## TEXT EXCERPT
Saturday, March 28, 2009
How hard is it really?
Sometimes I feel i cant do the simplest things or duties.
Is it because I am lazy?
Is it because I am careless?
Is it because I am too tired?
Is it because I just don't care?
Is it because I am forgetful?
Is it because I have no gas?
Is it because I have no money?
Is it because I am too hard on myself?
Its because I stay asleep too long, and always end up missing something by 10-15 minutes. I have NEVER been like this before, why now? Is it really that hard to wake up at a given time, no matter how much sleep you got the night before, and do something that has been planned for many weeks in advance. I don't understand whats wrong with me, and when i do these kind of things, it really, really bugs me inside, i feel like a total ass, because I am, I feel like a total flake, because I am, I feel like an enormous bowl of guilt, was poured from above my head and instantly greeted with my shoulders and back and arms and finally to my legs, which makes me feel like i cant move, i cant do anything.
Heck pour me into a bowl of guilt and shame, and call me
Here is an analogy of what i feel about school this spring.
I feel like a cereal, called any of the names above, that has been poured into a bowl. I fit inside, but once things get going, like making the cereal, "cereal", by adding in milk or "focus, responsibilities, devotion, bands"

## TASK DETAILS
Copy the stretch of the blog post from "Is it because I am forgetful?" through "cant do anything.". The lines that come after this blog post are not needed.

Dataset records

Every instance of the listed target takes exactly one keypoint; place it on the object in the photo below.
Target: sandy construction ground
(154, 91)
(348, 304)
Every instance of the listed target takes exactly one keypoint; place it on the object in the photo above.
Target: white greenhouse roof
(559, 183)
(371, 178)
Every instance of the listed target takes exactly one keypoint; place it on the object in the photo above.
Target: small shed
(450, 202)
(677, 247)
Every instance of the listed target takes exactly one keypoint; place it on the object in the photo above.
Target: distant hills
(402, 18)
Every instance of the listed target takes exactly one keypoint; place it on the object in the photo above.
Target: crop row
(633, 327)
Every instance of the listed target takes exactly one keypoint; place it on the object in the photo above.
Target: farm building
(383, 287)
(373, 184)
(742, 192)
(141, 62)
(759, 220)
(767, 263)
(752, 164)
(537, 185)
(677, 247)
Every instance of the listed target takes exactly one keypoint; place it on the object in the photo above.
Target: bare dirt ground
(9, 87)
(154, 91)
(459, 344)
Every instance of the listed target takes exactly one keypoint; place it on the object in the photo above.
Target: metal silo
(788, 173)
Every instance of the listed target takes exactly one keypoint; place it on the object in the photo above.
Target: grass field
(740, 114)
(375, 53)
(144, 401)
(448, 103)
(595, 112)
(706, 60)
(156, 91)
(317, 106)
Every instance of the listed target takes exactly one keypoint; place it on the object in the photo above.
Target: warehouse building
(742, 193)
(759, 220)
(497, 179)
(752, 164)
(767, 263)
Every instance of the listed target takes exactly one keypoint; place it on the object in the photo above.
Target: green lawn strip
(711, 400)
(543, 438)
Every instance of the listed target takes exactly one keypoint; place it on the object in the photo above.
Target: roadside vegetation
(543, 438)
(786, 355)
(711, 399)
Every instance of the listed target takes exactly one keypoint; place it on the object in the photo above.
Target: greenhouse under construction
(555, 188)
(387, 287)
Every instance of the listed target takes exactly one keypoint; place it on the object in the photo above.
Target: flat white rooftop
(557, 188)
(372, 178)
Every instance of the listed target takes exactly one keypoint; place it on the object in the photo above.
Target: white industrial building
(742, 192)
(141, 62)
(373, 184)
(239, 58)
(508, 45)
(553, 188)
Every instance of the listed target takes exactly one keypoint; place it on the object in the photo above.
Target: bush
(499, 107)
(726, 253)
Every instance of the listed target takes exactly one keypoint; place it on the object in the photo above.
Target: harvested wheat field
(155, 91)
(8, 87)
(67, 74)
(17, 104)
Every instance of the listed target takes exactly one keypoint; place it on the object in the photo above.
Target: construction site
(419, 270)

## ANSWER TO THE PROBLEM
Is it because I am forgetful?
Is it because I have no gas?
Is it because I have no money?
Is it because I am too hard on myself?
Its because I stay asleep too long, and always end up missing something by 10-15 minutes. I have NEVER been like this before, why now? Is it really that hard to wake up at a given time, no matter how much sleep you got the night before, and do something that has been planned for many weeks in advance. I don't understand whats wrong with me, and when i do these kind of things, it really, really bugs me inside, i feel like a total ass, because I am, I feel like a total flake, because I am, I feel like an enormous bowl of guilt, was poured from above my head and instantly greeted with my shoulders and back and arms and finally to my legs, which makes me feel like i cant move, i cant do anything.